▶ _SELECTION_
The maverick’s maverick

By David Day

MV_PeckinpahLG

American cinema in the '70s was beyond a golden age, it was bona fide platinum. Babazillionaires like Spielberg and Lucas were just getting their feet wet, Coppola was winning Oscars and auteurs like Altman and Malick were rankling the Hollywood establishment with each feature. But David Samuel "Sam" Peckinpah, who got the jump on all of them, was just straight-up pissing people off.

Having already upset the order in the mid '60s, he roared back with The Wild Bunch, which re-imagined the Western as a bloody mess. He was again banished from Hollywood only to re-emerge in 1971 to direct Straw Dogs—a harrowing account of a man (Dustin Hoffman) driven mad in the English countryside. It features such startling violence, sexual and otherwise, it was banned from video for years.

▶ _REQUIREMENTS_
1. Answer these questions using the Peckinpah profile.
(a) Which film re-imagined the Western as a bloody mess?
(b) Which actor plays the man driven mad in Straw Dogs?
(c) Which director was winning Oscars?
2. Decide whether each statement agrees with the Peckinpah profile. Answer yes or no, and quote the words that settle it.
(a) Straw Dogs is set in the English countryside.
(b) Straw Dogs was banned from video for years.
(c) Peckinpah first upset the order in the mid '70s.
3. Copy the passage of the Peckinpah profile between "MV_PeckinpahLG" and "pissing people off.", inclusive.

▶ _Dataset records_
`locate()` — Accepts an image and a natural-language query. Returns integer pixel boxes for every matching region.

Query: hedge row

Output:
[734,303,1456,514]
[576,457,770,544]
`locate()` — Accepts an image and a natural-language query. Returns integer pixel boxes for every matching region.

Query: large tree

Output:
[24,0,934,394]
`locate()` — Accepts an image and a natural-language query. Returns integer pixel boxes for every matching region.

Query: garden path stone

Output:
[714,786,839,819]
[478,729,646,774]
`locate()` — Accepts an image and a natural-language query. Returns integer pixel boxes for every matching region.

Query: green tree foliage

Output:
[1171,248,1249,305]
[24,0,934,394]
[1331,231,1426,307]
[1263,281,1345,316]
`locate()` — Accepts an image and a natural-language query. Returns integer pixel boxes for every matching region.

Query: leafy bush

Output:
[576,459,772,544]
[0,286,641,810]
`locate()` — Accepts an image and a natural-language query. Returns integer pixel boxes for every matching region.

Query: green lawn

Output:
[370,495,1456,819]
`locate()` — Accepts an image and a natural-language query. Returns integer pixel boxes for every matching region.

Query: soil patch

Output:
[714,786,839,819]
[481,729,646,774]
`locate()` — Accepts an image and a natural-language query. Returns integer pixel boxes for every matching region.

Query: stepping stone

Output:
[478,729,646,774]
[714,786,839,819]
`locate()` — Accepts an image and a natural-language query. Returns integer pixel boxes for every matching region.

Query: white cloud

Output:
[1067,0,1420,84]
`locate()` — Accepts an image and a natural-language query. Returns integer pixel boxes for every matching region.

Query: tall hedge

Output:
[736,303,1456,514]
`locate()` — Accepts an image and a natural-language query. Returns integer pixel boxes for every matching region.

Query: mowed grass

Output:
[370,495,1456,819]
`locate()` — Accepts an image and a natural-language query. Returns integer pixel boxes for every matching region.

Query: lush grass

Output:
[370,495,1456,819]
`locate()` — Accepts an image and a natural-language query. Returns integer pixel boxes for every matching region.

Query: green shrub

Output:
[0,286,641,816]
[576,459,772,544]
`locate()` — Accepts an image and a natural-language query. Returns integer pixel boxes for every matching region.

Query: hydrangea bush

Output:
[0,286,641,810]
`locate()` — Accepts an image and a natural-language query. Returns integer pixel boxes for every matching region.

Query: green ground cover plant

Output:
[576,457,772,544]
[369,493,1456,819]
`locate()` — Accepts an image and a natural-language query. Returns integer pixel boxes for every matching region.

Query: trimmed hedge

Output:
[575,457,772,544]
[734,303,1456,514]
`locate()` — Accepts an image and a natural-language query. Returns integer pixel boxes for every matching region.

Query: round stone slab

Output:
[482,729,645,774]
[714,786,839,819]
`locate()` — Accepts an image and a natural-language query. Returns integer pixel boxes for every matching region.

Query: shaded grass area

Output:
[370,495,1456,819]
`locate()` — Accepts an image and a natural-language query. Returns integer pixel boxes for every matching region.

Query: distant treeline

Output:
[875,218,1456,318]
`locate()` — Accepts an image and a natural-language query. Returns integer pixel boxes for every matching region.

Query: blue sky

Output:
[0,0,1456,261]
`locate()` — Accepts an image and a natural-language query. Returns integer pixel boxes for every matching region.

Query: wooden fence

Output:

▶ _WRITTEN ANSWERS_
1.
(a) The Wild Bunch
(b) Dustin Hoffman
(c) Coppola

2.
(a) Yes: "a man (Dustin Hoffman) driven mad in the English countryside"
(b) Yes: "it was banned from video for years"
(c) No: "Having already upset the order in the mid '60s"

3.
MV_PeckinpahLG

American cinema in the '70s was beyond a golden age, it was bona fide platinum. Babazillionaires like Spielberg and Lucas were just getting their feet wet, Coppola was winning Oscars and auteurs like Altman and Malick were rankling the Hollywood establishment with each feature. But David Samuel "Sam" Peckinpah, who got the jump on all of them, was just straight-up pissing people off.